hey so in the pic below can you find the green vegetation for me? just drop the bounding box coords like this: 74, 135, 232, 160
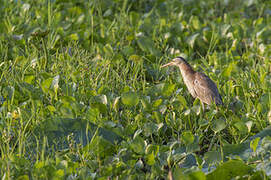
1, 0, 271, 179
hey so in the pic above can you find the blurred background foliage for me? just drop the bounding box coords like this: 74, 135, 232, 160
0, 0, 271, 179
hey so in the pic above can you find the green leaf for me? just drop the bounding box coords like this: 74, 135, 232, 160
24, 75, 35, 84
181, 131, 194, 145
41, 78, 53, 93
250, 137, 260, 152
153, 99, 163, 108
204, 151, 222, 165
207, 160, 253, 180
162, 83, 176, 97
137, 36, 161, 56
129, 54, 143, 62
191, 16, 200, 30
146, 152, 155, 166
234, 121, 248, 133
211, 118, 226, 133
130, 136, 145, 154
121, 92, 140, 106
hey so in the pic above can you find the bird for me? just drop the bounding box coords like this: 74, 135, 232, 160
161, 57, 223, 108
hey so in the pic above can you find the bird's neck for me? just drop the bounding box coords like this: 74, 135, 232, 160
178, 63, 195, 77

*What you should do*
Only the pictures are to be omitted; the records above must otherwise be reproduced exactly.

*Answer space*
hey so in the pic below can you find the green vegetation for me? just drop the bounding box coords like this: 74, 135, 232, 160
1, 0, 271, 179
hey so in the pic above can you find the blurred background foliage for me? just drop the bounding box coords like this: 74, 135, 232, 160
0, 0, 271, 179
hey so in the pic above can you find the green leaf for me? just drop the bounding box coords like this: 74, 135, 232, 160
24, 75, 35, 84
181, 131, 194, 145
41, 78, 53, 93
250, 137, 260, 152
153, 99, 163, 108
204, 151, 222, 165
207, 160, 253, 180
162, 83, 176, 97
137, 36, 161, 56
129, 54, 143, 62
191, 16, 200, 30
146, 152, 155, 166
234, 121, 248, 133
211, 118, 226, 133
130, 136, 145, 154
121, 92, 140, 106
hey so in the pic above can you find the bird for me? just drop the bounding box coords like this: 74, 135, 232, 160
161, 57, 223, 108
hey so in the pic above can you find the bird's neck for me? just drop the bounding box coords like this: 74, 135, 232, 160
178, 63, 195, 77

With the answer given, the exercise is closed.